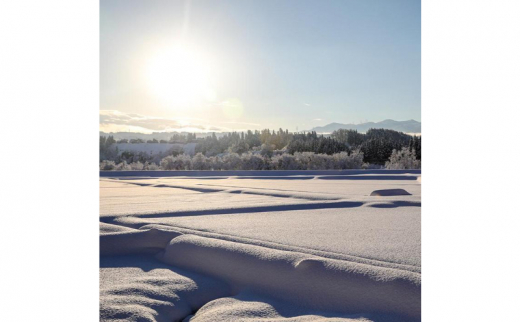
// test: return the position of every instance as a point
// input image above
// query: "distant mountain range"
(409, 126)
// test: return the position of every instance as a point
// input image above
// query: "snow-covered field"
(239, 246)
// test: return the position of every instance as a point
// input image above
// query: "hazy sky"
(251, 64)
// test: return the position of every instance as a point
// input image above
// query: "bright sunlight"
(179, 76)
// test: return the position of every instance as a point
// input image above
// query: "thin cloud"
(119, 121)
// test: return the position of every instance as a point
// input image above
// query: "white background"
(49, 101)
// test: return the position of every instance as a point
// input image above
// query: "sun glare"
(179, 76)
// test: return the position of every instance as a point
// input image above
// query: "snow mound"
(390, 192)
(309, 281)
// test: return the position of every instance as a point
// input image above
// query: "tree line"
(376, 145)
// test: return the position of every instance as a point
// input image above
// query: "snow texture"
(285, 247)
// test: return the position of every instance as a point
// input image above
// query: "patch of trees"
(311, 142)
(243, 142)
(377, 144)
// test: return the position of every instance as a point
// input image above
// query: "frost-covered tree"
(231, 161)
(253, 162)
(107, 165)
(199, 162)
(284, 162)
(403, 159)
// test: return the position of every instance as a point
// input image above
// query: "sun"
(179, 76)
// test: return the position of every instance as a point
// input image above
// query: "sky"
(204, 65)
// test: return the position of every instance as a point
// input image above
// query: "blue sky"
(267, 64)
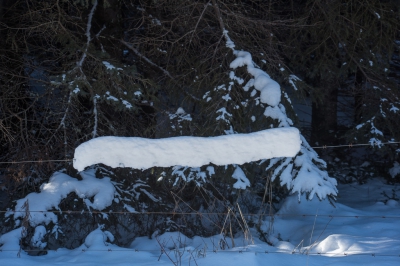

# # #

Print the material above verbatim, no images.

### Answer to this problem:
// test: return the position of every instance as a point
// input image above
// query: "distant mountain range"
(409, 126)
// test: return the position of every instance as a point
// input image above
// query: "snow-covered field"
(239, 246)
// test: return the position of every instance as a point
// input image above
// query: "hazy sky"
(251, 64)
// test: return the position of every instance as a point
// input image above
// query: "bright sunlight"
(179, 76)
// test: return the position of every instance as a point
// input image above
// query: "thin cloud"
(119, 121)
// test: return the position of every instance as a point
// input image above
// query: "white background"
(49, 101)
// test: return the position of every instance as a point
// input image above
// query: "sun glare"
(179, 76)
// test: return the position of every instance as a point
// input image above
// query: "snow mound"
(390, 192)
(309, 281)
// test: return the position of every instance as a point
// input image above
// query: "tree line"
(376, 145)
// test: return the position of every instance as a point
// input image above
// query: "snow texture"
(285, 247)
// test: return the position of every instance as a point
// input image above
// query: "patch of trees"
(311, 142)
(243, 142)
(377, 144)
// test: return the position of every instance as a point
// input image above
// query: "frost-covered tree"
(231, 161)
(253, 162)
(107, 165)
(199, 162)
(284, 162)
(403, 159)
// test: return the position of every instance as a point
// input image above
// query: "sun"
(179, 76)
// test: return the position of every instance as a point
// input image above
// query: "sky"
(204, 65)
// test: return the position of every instance as a point
// input image above
// query: "blue sky"
(267, 64)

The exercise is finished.